- Task instructions:
A) Decide whether each statement below agrees with the Philippians excerpt, answering yes or no and quoting the deciding words of the excerpt: (i) Paul was in prison in Rome; (ii) Lydia was the first convert in Europe; (iii) Epaphroditus brought money from Rome to Philippi.
B) From the Philippians excerpt below, reproduce the passage from "Pray with joy for what" up to and including "mail to Philippi.".

BEGIN Text excerpt

At the height of the scrapbooking industry – between 2001 and 2004 – scrapbooking companies saw $2.5 billion dollars in retail sales. Why? Scrapbooking is about memories and memories are cherished. This was true especially for someone like the Apostle Paul.

You see, Paul was in prison, chained to guards 24/7. You can take someone’s freedom but can’t take their memories. Paul’s memories of the Philippians caused him to pray with joy for them. He prayed concerning what God had done, was doing, and would do for the members of the Philippian church.

Pray with joy for what God has done – Philippians 1:3-6

While in prison in Rome, Paul remembered the people of Philippi and was thankful. He remembered people like Lydia, the first convert in Europe. I am sure Paul membered the Philippian jailer, his conversion, and the conversion of his whole household. Of course there was Epaphroditus, who brought the money from Philippi and delivered Paul’s mail to Philippi.

Paul also remembered his partnership in the gospel with the Philippian church. Theirs was a financial partnership and a faithful partnership. Such partnerships are important because we are able to do more as we partner together with others. Also, partnerships create strong bonds (Ecclesiastes 3:9-12).

Paul also remembered the Philippian’s progress in the gospel. Paul was there when God began His good work of salvation in the lives of the Philippians. However, he knew the Philippian Christians needed to continue to progress by trusting God, who initiated the work of salvation, to complete it. Paul was confident knowing that God always finishes what He starts.

Not only did Paul remember his brothers and sisters in Christ in Philippi, he also responded to all of these memories. He responded with joyful prayer and joyful praise for what God had done in their lives.

END Text excerpt
BEGIN Provided material

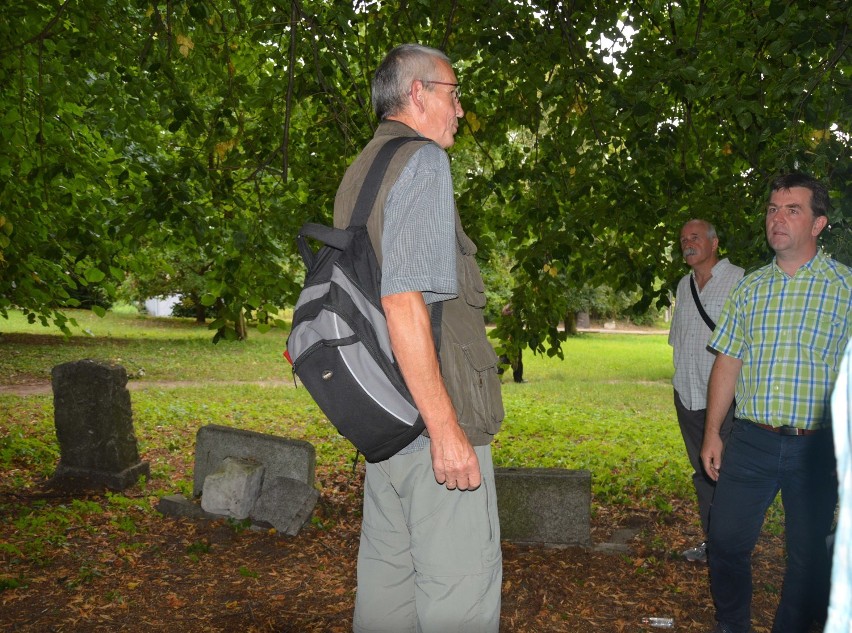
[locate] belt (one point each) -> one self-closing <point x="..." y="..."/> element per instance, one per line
<point x="786" y="430"/>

END Provided material

- Final results:
A)
(i) Yes: "While in prison in Rome"
(ii) Yes: "Lydia, the first convert in Europe"
(iii) No: "Epaphroditus, who brought the money from Philippi and delivered Paul’s mail to Philippi"

B)
Pray with joy for what God has done – Philippians 1:3-6

While in prison in Rome, Paul remembered the people of Philippi and was thankful. He remembered people like Lydia, the first convert in Europe. I am sure Paul membered the Philippian jailer, his conversion, and the conversion of his whole household. Of course there was Epaphroditus, who brought the money from Philippi and delivered Paul’s mail to Philippi.